▶ Data to process
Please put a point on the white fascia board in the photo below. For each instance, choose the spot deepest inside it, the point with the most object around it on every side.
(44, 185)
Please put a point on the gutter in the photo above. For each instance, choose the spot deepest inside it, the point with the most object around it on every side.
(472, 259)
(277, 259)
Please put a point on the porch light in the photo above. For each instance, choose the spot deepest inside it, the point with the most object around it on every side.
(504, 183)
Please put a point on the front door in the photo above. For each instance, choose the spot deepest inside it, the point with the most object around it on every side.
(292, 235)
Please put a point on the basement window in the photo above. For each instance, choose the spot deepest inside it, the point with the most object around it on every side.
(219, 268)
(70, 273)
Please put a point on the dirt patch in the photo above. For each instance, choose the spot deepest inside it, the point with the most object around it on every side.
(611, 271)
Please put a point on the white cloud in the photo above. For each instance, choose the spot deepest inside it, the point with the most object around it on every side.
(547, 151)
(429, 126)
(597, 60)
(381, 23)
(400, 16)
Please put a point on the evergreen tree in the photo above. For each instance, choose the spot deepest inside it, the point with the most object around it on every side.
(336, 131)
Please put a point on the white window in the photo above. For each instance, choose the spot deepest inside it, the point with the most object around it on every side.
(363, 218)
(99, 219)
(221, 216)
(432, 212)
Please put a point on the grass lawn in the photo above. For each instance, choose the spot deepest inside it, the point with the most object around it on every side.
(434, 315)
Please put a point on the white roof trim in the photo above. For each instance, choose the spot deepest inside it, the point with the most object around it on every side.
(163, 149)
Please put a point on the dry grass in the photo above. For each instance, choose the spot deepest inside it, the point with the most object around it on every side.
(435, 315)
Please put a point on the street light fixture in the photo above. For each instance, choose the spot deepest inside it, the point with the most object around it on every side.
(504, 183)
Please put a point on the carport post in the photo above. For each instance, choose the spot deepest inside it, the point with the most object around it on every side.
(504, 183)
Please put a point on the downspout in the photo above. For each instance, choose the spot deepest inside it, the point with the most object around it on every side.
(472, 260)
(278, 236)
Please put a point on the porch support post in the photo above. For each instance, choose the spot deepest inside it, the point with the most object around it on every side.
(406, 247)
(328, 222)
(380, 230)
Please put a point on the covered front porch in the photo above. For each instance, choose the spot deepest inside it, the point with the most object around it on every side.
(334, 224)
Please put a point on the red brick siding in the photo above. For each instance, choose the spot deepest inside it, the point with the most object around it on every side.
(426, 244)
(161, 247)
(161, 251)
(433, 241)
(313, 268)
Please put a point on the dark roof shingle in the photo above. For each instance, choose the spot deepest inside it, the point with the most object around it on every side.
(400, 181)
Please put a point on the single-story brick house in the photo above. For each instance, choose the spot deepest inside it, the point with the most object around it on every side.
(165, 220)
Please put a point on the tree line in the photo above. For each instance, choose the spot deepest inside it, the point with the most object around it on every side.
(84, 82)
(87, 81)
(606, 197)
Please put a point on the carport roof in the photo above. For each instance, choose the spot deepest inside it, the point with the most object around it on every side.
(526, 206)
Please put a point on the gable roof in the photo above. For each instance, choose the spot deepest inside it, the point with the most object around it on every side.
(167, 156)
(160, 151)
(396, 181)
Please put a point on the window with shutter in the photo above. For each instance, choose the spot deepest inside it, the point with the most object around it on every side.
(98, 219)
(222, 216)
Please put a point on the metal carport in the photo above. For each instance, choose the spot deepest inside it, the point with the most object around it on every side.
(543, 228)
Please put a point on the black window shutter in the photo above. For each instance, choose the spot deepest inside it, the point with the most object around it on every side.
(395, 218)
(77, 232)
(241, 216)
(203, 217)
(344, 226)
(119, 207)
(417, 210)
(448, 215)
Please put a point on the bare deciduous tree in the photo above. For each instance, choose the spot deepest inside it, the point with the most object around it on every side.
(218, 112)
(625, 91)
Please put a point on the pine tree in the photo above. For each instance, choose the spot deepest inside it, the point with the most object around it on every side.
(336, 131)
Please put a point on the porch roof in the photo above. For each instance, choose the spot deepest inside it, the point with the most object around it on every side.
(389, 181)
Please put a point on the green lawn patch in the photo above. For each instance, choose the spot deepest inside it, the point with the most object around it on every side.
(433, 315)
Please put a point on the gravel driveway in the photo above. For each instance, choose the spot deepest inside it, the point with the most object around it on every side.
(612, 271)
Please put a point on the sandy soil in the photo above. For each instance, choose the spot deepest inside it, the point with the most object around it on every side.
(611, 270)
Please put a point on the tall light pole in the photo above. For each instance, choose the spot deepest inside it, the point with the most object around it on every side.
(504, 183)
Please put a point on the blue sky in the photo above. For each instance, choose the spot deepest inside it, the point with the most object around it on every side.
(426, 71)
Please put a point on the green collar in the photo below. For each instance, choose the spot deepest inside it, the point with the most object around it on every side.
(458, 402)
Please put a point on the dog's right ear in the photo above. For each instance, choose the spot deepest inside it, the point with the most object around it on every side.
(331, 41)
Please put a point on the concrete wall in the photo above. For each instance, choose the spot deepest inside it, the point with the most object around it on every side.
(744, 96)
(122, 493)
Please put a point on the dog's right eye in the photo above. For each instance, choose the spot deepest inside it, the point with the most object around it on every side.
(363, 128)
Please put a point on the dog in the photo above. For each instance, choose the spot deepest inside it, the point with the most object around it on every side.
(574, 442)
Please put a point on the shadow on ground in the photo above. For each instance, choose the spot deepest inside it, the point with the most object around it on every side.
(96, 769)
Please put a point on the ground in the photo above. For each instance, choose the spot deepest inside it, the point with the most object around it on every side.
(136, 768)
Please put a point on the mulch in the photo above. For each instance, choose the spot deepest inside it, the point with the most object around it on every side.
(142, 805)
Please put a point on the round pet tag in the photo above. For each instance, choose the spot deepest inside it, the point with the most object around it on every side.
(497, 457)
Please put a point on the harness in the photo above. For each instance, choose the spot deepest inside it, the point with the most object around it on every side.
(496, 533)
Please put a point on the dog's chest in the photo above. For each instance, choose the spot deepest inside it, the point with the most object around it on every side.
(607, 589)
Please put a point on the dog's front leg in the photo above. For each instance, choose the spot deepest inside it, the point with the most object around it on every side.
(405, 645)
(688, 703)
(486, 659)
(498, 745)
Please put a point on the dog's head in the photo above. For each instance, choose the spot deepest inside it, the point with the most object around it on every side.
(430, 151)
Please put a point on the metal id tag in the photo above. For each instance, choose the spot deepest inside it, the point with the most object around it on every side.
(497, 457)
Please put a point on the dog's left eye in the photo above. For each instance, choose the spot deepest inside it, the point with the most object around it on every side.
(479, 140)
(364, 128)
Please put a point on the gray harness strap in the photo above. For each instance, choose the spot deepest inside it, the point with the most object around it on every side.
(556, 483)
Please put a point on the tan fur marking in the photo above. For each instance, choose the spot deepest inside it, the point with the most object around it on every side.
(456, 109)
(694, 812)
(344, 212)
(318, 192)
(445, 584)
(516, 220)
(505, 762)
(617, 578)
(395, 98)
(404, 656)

▶ Your assignment
Output every entry exactly as given.

▶ Problem solution
Please put a point on the white fascia board in the photo below. For each instance, choose the spot deepest inside it, the point with the most object around it on every side.
(44, 185)
Please put a point on the gutter in the photo above. For each instance, choose the spot deepest inside it, the point with the most object around it on every side.
(472, 259)
(277, 259)
Please put a point on the porch light in the photo above. For each instance, choose the spot deepest inside it, the point with the most object around it on every side.
(504, 183)
Please put a point on the front door in the photo above. For each instance, choose the spot deepest inside it, the point with the most object around it on every side.
(292, 235)
Please put a point on the basement window in the photo above. For each instance, choose the spot deepest inside it, the point with the most object around it on every side.
(219, 268)
(70, 273)
Please put a point on the dirt patch in the photo above. For each instance, choose the spot deepest inside it, the point with the most object around it on every side.
(611, 271)
Please put a point on the white cloud in the photo above. For each instance, choose the spot deepest inside it, the point with the most object around it on every side.
(547, 151)
(429, 126)
(597, 60)
(381, 23)
(400, 16)
Please put a point on the evergreen tree in the photo above. For each instance, choose the spot deepest inside it, the point with the most object around it on every side.
(336, 131)
Please put a point on the white window in the photo above. For each instance, choose the spot deepest inside it, the point with the most object around it on every side.
(363, 218)
(99, 219)
(221, 216)
(432, 212)
Please put a point on the grass lawn in the photo above. For each instance, choose the spot deepest inside it, the point with the most object around it on every side.
(434, 315)
Please put a point on the white roof trim in the photo above. For each instance, choose the spot deepest inside it, the point with the most object around it on every side.
(163, 149)
Please put a point on the dry grass in the photo above. For each instance, choose the spot deepest inside it, the point with the most object around it on every side.
(435, 315)
Please put a point on the street light fixture in the photo above. For each instance, choose the spot deepest inside it, the point with the most object around it on every side.
(504, 183)
Please put a point on the carport post in the photo above. For each instance, choose the spot deepest inside it, the point with the most object around it on every side.
(504, 183)
Please put a point on the downspout in the photo above. For each instance, choose the spot deepest inside it, the point with the most object around it on every side.
(472, 260)
(278, 236)
Please put a point on the porch support post in the photo above. For each instance, choose the spot deepest inside it, the point with the most object around it on every side.
(406, 247)
(328, 222)
(380, 230)
Please put a point on the covered front porch in the photo above. For each instance, choose the spot deepest inside it, the point with the most object around it on every side.
(334, 224)
Please put a point on the red brick siding in the photo above. For each instance, choose the spot deepest inside it, the point with the most object around it on every side.
(426, 244)
(161, 247)
(161, 251)
(433, 241)
(313, 268)
Please put a point on the dark roof shingle in the photo above. For each instance, choose the spot deepest inside it, the point with the most object around it on every side.
(400, 181)
Please put a point on the single-story brick house in the photo above. For each instance, choose the spot deepest inside it, the point with the most object around it on every side.
(165, 220)
Please put a point on the tree line in the photo above. For each instance, choose the spot deepest inside it, the point with the most object around it on every side.
(84, 82)
(87, 81)
(606, 197)
Please put a point on the carport roof in the photo above. For each instance, choose the spot deepest inside it, the point with the most object around it on every side.
(526, 206)
Please put a point on the gable roof in the photo above. For each instance, choose the spot deepest inside it, the point with the most object around it on every side.
(167, 156)
(160, 151)
(396, 181)
Please put a point on the window with shutter in the photo above. For each instance, choose the spot deepest inside it, the point with the most object around it on every side.
(98, 219)
(222, 216)
Please put a point on the metal carport in the photo above. For each instance, choose the spot deepest inside it, the point with the most object around it on every side.
(543, 228)
Please put a point on the black window shutter in the photo above. For each instance, choose the spot deepest inside it, the point with the most object around it on every side.
(395, 218)
(77, 232)
(241, 216)
(203, 217)
(344, 226)
(119, 207)
(417, 210)
(448, 215)
Please put a point on the bare deciduous tree in the photo above. For each instance, choose the spot deepest inside it, the point with the most object around it on every side.
(218, 112)
(625, 91)
Please put a point on the pine tree in the photo above. For each instance, choose the spot deepest inside it, the point with the most object around it on every side.
(336, 131)
Please put a point on the porch roof in the photo above. For each instance, choose the spot deepest inside it, the point with the most object around it on every side.
(389, 181)
Please put a point on the green lawn patch in the photo above. For each instance, choose the spot deepest inside it, the point with the most object around it on every side.
(433, 315)
Please put a point on the gravel driveway in the photo above. For each instance, choose the spot deepest inside it, the point with the most object around it on every side.
(612, 271)
Please put a point on the sandy soil in the photo above. For each instance, choose the spot deepest inside it, the point with the most object around it on every side.
(611, 270)
Please put a point on the tall light pole in the photo above. For each instance, choose the spot deepest inside it, the point with the most object around it on every side.
(504, 183)
Please put a point on the blue sky in the photo above. For each instance, choose the spot deepest inside it, the point with the most object around it on every side.
(426, 71)
Please put a point on the green collar in the photo below. For each instance, choose the spot deepest inside it, the point with the most object around it on every side.
(458, 402)
Please put a point on the dog's right ear in the photo above. For each instance, choose the spot deepest inside it, the point with the most object around it on every side.
(331, 41)
Please put a point on the concrete wall in the photo above. For each instance, choose the spot deepest inside it, the point with the most object around it on every side.
(744, 96)
(122, 493)
Please put a point on the dog's right eye in the photo above. For each instance, choose the spot deepest inside it, the point with the most object around it on every side.
(363, 128)
Please put a point on the dog in the photo above. For each instance, choose the spot deepest inside it, the point with the most object around it on every side.
(574, 442)
Please put a point on the shadow on ground in the photo above. For each instance, choose the spot deepest inside it, the point with the most object around it on every side.
(96, 769)
Please put a point on the ground in the photo above. For each instance, choose the spot deepest inside it, the point with the most object around it on every side.
(136, 768)
Please put a point on the mulch in the photo above. For each instance, choose the spot deepest inside it, the point with the most object around it on every side.
(142, 805)
Please put a point on the round pet tag in the photo above. For each instance, choose the spot deepest inside it, the point with the most object around it on every side.
(497, 457)
Please put a point on the harness in the photo above. For each instance, choose the spot deepest inside it, the point with the most object around it on every side.
(496, 533)
Please put a point on the dog's chest in the photo above. For each instance, choose the spot deepest inside it, the point with the most object around it on every side.
(607, 589)
Please put a point on the dog's front leg in the photo above. For each instance, choose the spot deepest inside it, the point with the most object around it on every side.
(405, 645)
(688, 703)
(486, 659)
(498, 745)
Please put a point on the dog's head in the photo above. For each instance, choose the spot deepest inside it, the point with the most object around it on every side.
(430, 151)
Please put a point on the metal id tag in the photo above. For each instance, choose the spot deepest inside it, the point with the most object around it on every side.
(497, 457)
Please put a point on the dog's left eye in the photo above. For each instance, choose the spot deepest inside it, the point with the most object around it on every side.
(479, 140)
(364, 128)
Please put a point on the gray harness strap in the photo above. For each instance, choose the spot deepest inside it, the point with the most object around it on every side.
(556, 483)
Please put a point on the tan fur marking in the photo above. For each instance, choose the spot deepest inside it, the point with the most object around it on every side.
(456, 109)
(694, 812)
(344, 212)
(318, 192)
(445, 584)
(516, 220)
(505, 762)
(617, 578)
(395, 98)
(404, 656)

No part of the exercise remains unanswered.